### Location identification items
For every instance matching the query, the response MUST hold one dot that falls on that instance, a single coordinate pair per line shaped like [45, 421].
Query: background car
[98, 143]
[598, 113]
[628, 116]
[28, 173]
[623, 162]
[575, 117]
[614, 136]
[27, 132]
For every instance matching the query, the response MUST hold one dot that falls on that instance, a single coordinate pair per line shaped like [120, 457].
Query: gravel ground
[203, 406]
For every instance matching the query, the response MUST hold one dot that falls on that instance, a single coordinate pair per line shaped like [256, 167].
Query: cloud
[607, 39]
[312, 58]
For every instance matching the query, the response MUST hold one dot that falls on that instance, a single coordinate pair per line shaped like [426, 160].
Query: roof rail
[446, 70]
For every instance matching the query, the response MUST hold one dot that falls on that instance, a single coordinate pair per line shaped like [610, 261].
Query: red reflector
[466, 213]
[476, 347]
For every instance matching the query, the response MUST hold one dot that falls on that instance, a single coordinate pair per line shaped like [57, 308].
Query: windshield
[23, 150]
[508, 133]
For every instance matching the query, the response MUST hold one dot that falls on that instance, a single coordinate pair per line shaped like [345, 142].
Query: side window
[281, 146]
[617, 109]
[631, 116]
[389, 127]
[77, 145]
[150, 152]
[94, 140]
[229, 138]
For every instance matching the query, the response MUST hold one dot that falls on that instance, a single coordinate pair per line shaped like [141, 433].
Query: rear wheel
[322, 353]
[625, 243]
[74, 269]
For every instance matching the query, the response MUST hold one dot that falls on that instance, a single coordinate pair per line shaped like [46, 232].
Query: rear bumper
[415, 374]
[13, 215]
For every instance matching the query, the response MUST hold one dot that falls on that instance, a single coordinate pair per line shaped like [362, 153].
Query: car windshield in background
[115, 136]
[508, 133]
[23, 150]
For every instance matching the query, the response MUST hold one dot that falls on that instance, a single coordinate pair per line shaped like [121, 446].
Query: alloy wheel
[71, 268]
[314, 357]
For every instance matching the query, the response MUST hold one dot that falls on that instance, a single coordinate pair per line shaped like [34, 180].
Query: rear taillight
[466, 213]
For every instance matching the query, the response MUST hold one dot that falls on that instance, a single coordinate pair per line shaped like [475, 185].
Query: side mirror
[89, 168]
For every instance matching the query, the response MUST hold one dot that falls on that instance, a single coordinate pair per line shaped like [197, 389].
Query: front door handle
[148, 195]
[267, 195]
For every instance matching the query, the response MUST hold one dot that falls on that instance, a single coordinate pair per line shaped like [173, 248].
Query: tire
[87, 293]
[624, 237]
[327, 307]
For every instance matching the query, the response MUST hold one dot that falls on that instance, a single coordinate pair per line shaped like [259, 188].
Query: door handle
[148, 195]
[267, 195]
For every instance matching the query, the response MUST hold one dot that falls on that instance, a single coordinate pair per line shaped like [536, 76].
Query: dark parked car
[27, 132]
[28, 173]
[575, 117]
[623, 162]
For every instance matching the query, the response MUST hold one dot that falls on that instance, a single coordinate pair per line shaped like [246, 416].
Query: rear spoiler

### WHAT THE TASK REQUIRES
Convert every line of the rows above into a Markdown table with the columns "No." and "Line," numbering each line in order and leaving out any blank lines.

### TASK RESPONSE
| No. | Line |
|---|---|
| 1 | For every instance matching the query, the response MUST hold one dot that falls on that instance, a single coordinate pair per line shaped like [45, 421]. |
| 2 | Query: background car |
| 3 | [98, 143] |
| 4 | [598, 113] |
| 5 | [628, 116] |
| 6 | [28, 173] |
| 7 | [623, 162] |
| 8 | [575, 117] |
| 9 | [614, 136] |
| 10 | [27, 132] |
| 11 | For every instance matching the query, the response MUST hold one dot that falls on that instance, a single coordinate pair per line shaped like [120, 457]. |
| 12 | Query: gravel ground |
| 13 | [203, 406] |
| 14 | For every instance matching the query, the response MUST hold one dot that falls on that instance, a single coordinate pair per line shaped like [256, 167]. |
| 15 | Query: cloud |
| 16 | [607, 39] |
| 17 | [312, 58] |
| 18 | For every instance matching the query, the response MUST hold one dot that falls on that instance, a single coordinate pair per line shaped like [426, 160]. |
| 19 | Query: roof rail |
| 20 | [446, 70] |
| 21 | For every instance matching the query, the response MUST hold one dot that falls on that instance, a single coordinate pair per line shaped like [610, 261]. |
| 22 | Query: red reflector |
| 23 | [466, 213] |
| 24 | [476, 347] |
| 25 | For every instance matching the query, the response MUST hold one dot that falls on that instance, a single coordinate pair per line shaped like [57, 308]. |
| 26 | Query: windshield |
| 27 | [23, 150] |
| 28 | [508, 133] |
| 29 | For every instance matching the query, the response MUST hold one dot that falls on that instance, a single coordinate pair per line shaped like [345, 142]. |
| 30 | Query: side window |
| 31 | [281, 146] |
| 32 | [617, 109] |
| 33 | [631, 116] |
| 34 | [389, 127] |
| 35 | [77, 145] |
| 36 | [150, 152] |
| 37 | [94, 140] |
| 38 | [229, 138] |
| 39 | For every instance matching the query, the response MUST hold one dot that falls on that instance, a single coordinate pair per line shaped like [141, 433]. |
| 40 | Query: rear wheel |
| 41 | [322, 353] |
| 42 | [625, 243] |
| 43 | [74, 269] |
| 44 | For every instance matching the query, the response MUST hold one dot that falls on that instance, a single coordinate pair per line shaped like [46, 232]. |
| 45 | Query: rear bumper |
| 46 | [415, 374] |
| 47 | [13, 215] |
| 48 | For every instance matching the query, the response MUST hold one dot that falls on that instance, a single coordinate pair per line shaped like [362, 153]. |
| 49 | Query: car windshield in background |
| 50 | [115, 136] |
| 51 | [508, 133] |
| 52 | [23, 150] |
| 53 | For every instance matching the query, the response MUST hold one dot that falls on that instance, a single coordinate pair per line shaped like [121, 446]. |
| 54 | Query: alloy wheel |
| 55 | [71, 268] |
| 56 | [314, 357] |
| 57 | For every instance matching the query, the response MUST hold one dot that falls on that instance, a single coordinate pair per line shaped like [34, 180]. |
| 58 | Query: rear taillight |
| 59 | [466, 213] |
| 60 | For every instance matching the query, the response MUST hold one dot that falls on that instance, a single coordinate pair per line shaped like [475, 185]. |
| 61 | Query: side mirror |
| 62 | [89, 168] |
| 63 | For every instance matching the query, the response MUST hold one dot that falls on that instance, a single coordinate pair per line shaped like [197, 389]. |
| 64 | Query: front door handle |
| 65 | [148, 195] |
| 66 | [267, 195] |
| 67 | For every instance matching the query, the response MUST hold one dot that falls on that instance, a single coordinate pair per line shaped like [173, 248]. |
| 68 | Query: tire |
| 69 | [87, 293] |
| 70 | [624, 237] |
| 71 | [327, 307] |
| 72 | For every instance matching the query, the response MUST hold one dot that falls on that instance, a single coordinate pair per line shaped like [259, 188]. |
| 73 | Query: door handle |
| 74 | [148, 195] |
| 75 | [267, 195] |
| 76 | For every instance matching the query, the response MUST hold one dot that falls on that instance, a single coordinate pair per line shaped like [536, 76]. |
| 77 | Query: dark parked car |
| 78 | [27, 132] |
| 79 | [28, 173] |
| 80 | [575, 117] |
| 81 | [623, 162] |
| 82 | For every instance matching the query, the response MUST hold one dot that falls on that instance, a single coordinate pair per line shaped like [246, 416]. |
| 83 | Query: rear spoiler |